- **Requirement**: Each line of the records needs to come back exactly as written.

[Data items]

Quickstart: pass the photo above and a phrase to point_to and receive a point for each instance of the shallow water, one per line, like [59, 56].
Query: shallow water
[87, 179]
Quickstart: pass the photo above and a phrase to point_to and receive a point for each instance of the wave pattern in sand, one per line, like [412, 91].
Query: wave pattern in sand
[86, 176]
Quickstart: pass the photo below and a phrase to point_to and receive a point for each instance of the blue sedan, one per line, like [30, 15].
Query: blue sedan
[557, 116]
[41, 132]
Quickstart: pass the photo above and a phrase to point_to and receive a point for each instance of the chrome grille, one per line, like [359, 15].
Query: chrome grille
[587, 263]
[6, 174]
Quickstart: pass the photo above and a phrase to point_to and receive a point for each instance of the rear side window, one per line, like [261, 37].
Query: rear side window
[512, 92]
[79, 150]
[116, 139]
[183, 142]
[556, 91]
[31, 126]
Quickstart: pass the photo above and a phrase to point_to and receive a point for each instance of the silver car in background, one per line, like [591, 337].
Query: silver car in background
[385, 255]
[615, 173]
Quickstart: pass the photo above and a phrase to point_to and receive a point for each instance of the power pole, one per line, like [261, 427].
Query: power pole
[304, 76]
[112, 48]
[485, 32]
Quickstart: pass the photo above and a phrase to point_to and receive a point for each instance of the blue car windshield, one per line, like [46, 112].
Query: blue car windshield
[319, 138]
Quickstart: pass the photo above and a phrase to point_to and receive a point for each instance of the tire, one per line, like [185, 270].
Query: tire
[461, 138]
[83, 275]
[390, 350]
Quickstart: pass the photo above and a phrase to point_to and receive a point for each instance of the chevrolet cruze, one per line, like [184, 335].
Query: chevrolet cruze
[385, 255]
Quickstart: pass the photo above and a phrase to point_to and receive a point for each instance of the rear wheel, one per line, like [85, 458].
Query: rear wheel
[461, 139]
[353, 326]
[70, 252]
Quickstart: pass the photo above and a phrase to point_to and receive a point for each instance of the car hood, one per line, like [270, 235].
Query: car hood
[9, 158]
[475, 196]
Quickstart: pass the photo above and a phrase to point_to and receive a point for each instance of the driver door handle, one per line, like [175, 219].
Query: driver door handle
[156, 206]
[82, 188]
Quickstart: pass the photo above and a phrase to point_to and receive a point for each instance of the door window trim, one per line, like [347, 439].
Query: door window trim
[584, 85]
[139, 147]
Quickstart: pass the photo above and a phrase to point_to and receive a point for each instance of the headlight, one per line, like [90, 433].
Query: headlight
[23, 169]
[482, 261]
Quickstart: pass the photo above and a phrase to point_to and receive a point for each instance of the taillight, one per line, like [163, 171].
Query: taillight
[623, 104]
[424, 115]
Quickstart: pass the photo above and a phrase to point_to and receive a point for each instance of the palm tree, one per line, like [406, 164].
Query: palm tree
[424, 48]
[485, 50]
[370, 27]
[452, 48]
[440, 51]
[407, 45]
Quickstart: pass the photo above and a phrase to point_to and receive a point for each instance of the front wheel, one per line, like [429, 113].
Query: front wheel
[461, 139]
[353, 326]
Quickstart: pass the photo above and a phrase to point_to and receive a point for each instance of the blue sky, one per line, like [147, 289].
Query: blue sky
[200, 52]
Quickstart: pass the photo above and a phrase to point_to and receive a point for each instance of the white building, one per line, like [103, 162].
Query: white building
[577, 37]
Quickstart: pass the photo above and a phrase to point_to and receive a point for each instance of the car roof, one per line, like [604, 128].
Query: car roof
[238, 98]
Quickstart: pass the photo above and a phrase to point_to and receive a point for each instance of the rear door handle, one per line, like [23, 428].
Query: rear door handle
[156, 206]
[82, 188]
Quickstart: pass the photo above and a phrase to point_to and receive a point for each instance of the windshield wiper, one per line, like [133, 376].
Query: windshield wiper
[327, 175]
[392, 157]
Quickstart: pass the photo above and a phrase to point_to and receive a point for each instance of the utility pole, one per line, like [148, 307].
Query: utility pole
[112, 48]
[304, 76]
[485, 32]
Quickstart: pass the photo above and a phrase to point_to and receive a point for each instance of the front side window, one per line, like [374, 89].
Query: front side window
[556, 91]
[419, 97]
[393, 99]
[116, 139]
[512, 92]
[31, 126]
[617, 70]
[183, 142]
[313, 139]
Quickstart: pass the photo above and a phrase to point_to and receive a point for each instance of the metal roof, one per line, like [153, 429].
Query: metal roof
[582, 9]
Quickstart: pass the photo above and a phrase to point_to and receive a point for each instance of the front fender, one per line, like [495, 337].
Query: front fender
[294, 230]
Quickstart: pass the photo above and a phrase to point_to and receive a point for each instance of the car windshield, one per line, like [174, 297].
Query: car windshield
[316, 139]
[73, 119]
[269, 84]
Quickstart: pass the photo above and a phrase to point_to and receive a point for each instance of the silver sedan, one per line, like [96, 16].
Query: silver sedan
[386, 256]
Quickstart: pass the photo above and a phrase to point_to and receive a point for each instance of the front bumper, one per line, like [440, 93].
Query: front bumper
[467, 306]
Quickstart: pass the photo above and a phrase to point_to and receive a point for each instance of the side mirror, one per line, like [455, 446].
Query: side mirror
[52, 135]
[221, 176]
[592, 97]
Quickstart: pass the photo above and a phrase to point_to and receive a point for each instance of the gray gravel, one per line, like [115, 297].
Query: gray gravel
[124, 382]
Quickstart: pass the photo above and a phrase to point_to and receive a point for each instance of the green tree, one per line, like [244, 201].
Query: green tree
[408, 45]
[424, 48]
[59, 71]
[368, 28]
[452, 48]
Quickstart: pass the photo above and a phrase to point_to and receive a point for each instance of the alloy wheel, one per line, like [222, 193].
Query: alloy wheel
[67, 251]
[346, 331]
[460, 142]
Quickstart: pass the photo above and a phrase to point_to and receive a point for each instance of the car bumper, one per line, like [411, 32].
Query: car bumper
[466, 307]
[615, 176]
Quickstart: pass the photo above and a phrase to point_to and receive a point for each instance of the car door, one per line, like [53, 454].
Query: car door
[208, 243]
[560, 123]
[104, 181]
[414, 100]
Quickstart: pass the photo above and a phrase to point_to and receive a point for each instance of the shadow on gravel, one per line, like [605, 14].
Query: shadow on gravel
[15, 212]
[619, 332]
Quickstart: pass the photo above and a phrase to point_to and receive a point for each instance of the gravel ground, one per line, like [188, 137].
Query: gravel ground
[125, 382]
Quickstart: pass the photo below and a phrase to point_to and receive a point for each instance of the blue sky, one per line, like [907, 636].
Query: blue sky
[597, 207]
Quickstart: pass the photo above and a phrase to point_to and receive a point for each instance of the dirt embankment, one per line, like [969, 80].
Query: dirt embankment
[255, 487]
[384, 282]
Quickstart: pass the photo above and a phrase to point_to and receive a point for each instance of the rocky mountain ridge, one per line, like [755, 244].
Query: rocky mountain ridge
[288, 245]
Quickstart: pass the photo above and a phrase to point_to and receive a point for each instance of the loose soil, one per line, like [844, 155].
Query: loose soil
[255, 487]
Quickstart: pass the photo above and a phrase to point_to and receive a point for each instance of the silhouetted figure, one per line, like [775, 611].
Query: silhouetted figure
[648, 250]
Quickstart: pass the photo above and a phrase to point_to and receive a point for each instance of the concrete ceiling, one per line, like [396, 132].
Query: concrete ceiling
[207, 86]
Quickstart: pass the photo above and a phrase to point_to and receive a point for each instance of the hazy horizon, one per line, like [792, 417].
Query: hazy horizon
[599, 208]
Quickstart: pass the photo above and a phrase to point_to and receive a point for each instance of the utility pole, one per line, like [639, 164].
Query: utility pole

- **Solution to this problem**:
Quickstart: pass the photo above and a phrase to point_to and receive a point for each instance of the shallow water, one per line, like [59, 56].
Query: shallow water
[87, 179]
Quickstart: pass the photo above and a phrase to point_to and receive a point for each instance of the wave pattern in sand, one per line, like [412, 91].
Query: wave pattern in sand
[86, 176]
Quickstart: pass the photo below and a phrase to point_to and receive a point for each instance of the blue sedan, one per line, like [30, 15].
Query: blue sedan
[557, 116]
[41, 132]
Quickstart: pass the photo above and a phrase to point_to and receive a point for each instance of the chrome grille, one per line, like [359, 15].
Query: chrome grille
[587, 263]
[6, 174]
Quickstart: pass the photo above and a phrase to point_to and receive a point for each instance of the rear side window, one per line, like [261, 37].
Query: rear side window
[512, 92]
[79, 150]
[116, 139]
[183, 142]
[556, 91]
[31, 126]
Quickstart: pass the photo above and a phrase to point_to and receive a point for each instance of the silver car in background, one per line, like [591, 337].
Query: silver car in background
[385, 255]
[615, 173]
Quickstart: pass the photo above and a phrase to point_to and receive a point for each instance of the power pole, one per line, like [261, 427].
Query: power pole
[304, 76]
[112, 48]
[485, 32]
Quickstart: pass the photo above and a phrase to point_to and receive a point for each instance of the blue car windshield, one per line, like [46, 112].
Query: blue car windshield
[319, 138]
Quickstart: pass the photo above and a phrase to point_to and receive a point for each instance of the tire, one per line, like [185, 270].
Query: tire
[461, 138]
[83, 275]
[390, 350]
Quickstart: pass the photo above and a phrase to point_to and receive a point for each instance of the chevrolet cruze, one per line, like [184, 335].
Query: chevrolet cruze
[385, 255]
Quickstart: pass the photo above and a phrase to point_to and receive a point for each instance of the rear wheel, one per line, like [85, 458].
Query: rear wheel
[461, 139]
[353, 326]
[70, 252]
Quickstart: pass the photo above and a phrase to point_to and receive a point for each instance of the car hood, one per line, like [270, 235].
Query: car hood
[9, 158]
[475, 196]
Quickstart: pass the photo above and a phrase to point_to and receive a point for each instance of the driver door handle, one per line, like [175, 219].
Query: driver door handle
[156, 206]
[82, 188]
Quickstart: pass the photo above and a phrase to point_to and receive a point for each instance of the door window trim, one per line, like [347, 439].
Query: door window trim
[584, 85]
[139, 147]
Quickstart: pass the photo above and a phrase to point_to and receive a point for each instance of the headlight, one per line, like [90, 433].
Query: headlight
[23, 169]
[482, 261]
Quickstart: pass the photo above and a phrase to point_to and receive a point for each instance of the taillight, one per line, like [163, 171].
Query: taillight
[623, 104]
[424, 115]
Quickstart: pass the photo above and a phrase to point_to and receive a point for each instance of the palm tree, one per line, like [406, 164].
Query: palm tree
[424, 48]
[485, 50]
[370, 27]
[452, 48]
[440, 51]
[407, 45]
Quickstart: pass the photo above and a phrase to point_to and receive a point for each instance of the front wheel, one per line, like [429, 113].
Query: front wheel
[461, 139]
[353, 326]
Quickstart: pass the photo above and a phrase to point_to and receive a point for each instance of the blue sky, one per line, like [147, 289].
Query: blue sky
[200, 52]
Quickstart: pass the photo above and a phrase to point_to and receive a point for each instance of the white building, one per line, like [103, 162].
Query: white building
[577, 37]
Quickstart: pass the photo above and a phrase to point_to and receive a point for each instance of the car roof, one per line, like [604, 128].
Query: car roof
[238, 98]
Quickstart: pass the photo above and a phrase to point_to and receive a point for each instance of the rear door handle, one per line, like [23, 428].
Query: rear door handle
[156, 206]
[82, 188]
Quickstart: pass the photo above and a phrase to point_to and receive a point for each instance of the windshield wiper, one per line, like [133, 376].
Query: windshield wiper
[327, 175]
[392, 157]
Quickstart: pass the photo above and a phrase to point_to and receive a point for each instance of the utility pole, one per line, like [148, 307].
Query: utility pole
[112, 48]
[304, 76]
[485, 32]
Quickstart: pass the photo above and a phrase to point_to and receive a point for each instance of the front side window, one per line, like [374, 89].
Query: front side window
[556, 91]
[419, 97]
[393, 99]
[116, 139]
[512, 92]
[31, 126]
[617, 70]
[183, 142]
[313, 139]
Quickstart: pass the photo above and a phrase to point_to and receive a point for each instance of the metal roof, one per line, like [153, 429].
Query: metal roof
[582, 9]
Quickstart: pass the photo above and a phrase to point_to and receive a point for each instance of the front fender, one per line, like [495, 337].
Query: front fender
[294, 230]
Quickstart: pass the photo above and a phrase to point_to and receive a point for each instance of the car windshield, one per line, like [174, 297].
Query: car windshield
[316, 139]
[73, 119]
[269, 84]
Quickstart: pass the photo above and a phrase to point_to and receive a point for each instance of the silver sedan, one per line, like [96, 16].
Query: silver sedan
[386, 256]
Quickstart: pass the photo above and a phrase to point_to and receive a point for each instance of the front bumper, one per line, like [440, 93].
Query: front bumper
[467, 306]
Quickstart: pass the photo above and a phrase to point_to and receive a point for each instance of the side mirror, one per line, like [455, 446].
Query: side mirror
[52, 135]
[221, 176]
[592, 97]
Quickstart: pass the photo above and a phrase to point_to and receive a point for each instance of the gray gravel, one per line, like [115, 297].
Query: gray gravel
[124, 382]
Quickstart: pass the photo above and a phrase to point_to and receive a point for each instance of the green tree, one per line, like [244, 201].
Query: green tree
[408, 45]
[424, 48]
[59, 71]
[368, 28]
[452, 48]
Quickstart: pass the photo above and a phrase to point_to and receive a point for each instance of the alloy wheel, one per line, like [222, 193].
Query: alloy wheel
[67, 251]
[346, 331]
[460, 142]
Quickstart: pass the photo above and a phrase to point_to and receive a point for each instance of the car bumper, one per line, like [411, 32].
Query: car bumper
[466, 307]
[615, 176]
Quickstart: pass the photo above and a phrase to point_to and receive a point for each instance of the car door, one per line, like [53, 454].
Query: car door
[208, 243]
[560, 123]
[104, 181]
[414, 100]
Quickstart: pass the photo above and a phrase to point_to and receive a point for each instance of the shadow on gravel, one per line, like [605, 14].
Query: shadow on gravel
[15, 212]
[619, 332]
Quickstart: pass the photo above and a phrase to point_to and receive a point for each instance of the gravel ground, one per line, like [188, 137].
Query: gravel ground
[125, 382]
Quickstart: pass the photo below and a phrase to point_to and receive a point for each instance of the blue sky, one per line, like [907, 636].
Query: blue sky
[597, 207]
Quickstart: pass the photo above and a phrase to point_to and receive a point for each instance of the dirt embankment, one per line, like [969, 80].
Query: dirt embankment
[255, 487]
[384, 282]
Quickstart: pass the photo above and a phrase to point_to and receive a point for each instance of the rocky mountain ridge, one per line, like [755, 244].
Query: rocky mountain ridge
[288, 245]
Quickstart: pass the photo above and a phrase to point_to and receive a point for each instance of the loose soil, one per line, like [844, 155].
Query: loose soil
[255, 487]
Quickstart: pass the photo above and a phrase to point_to and receive a point for each instance of the silhouetted figure, one per line, like [775, 611].
Query: silhouetted figure
[648, 250]
Quickstart: pass the photo above and a phrase to point_to and receive a point for each instance of the concrete ceiling, one per line, like [396, 132].
Query: concrete ceiling
[207, 86]
Quickstart: pass the photo above and a phrase to point_to and receive a point for each instance of the hazy horizon, one per line, like [792, 417].
Query: hazy horizon
[599, 208]
Quickstart: pass the photo above and a phrase to point_to and receive a point for each instance of the utility pole, one per line, like [639, 164].
Query: utility pole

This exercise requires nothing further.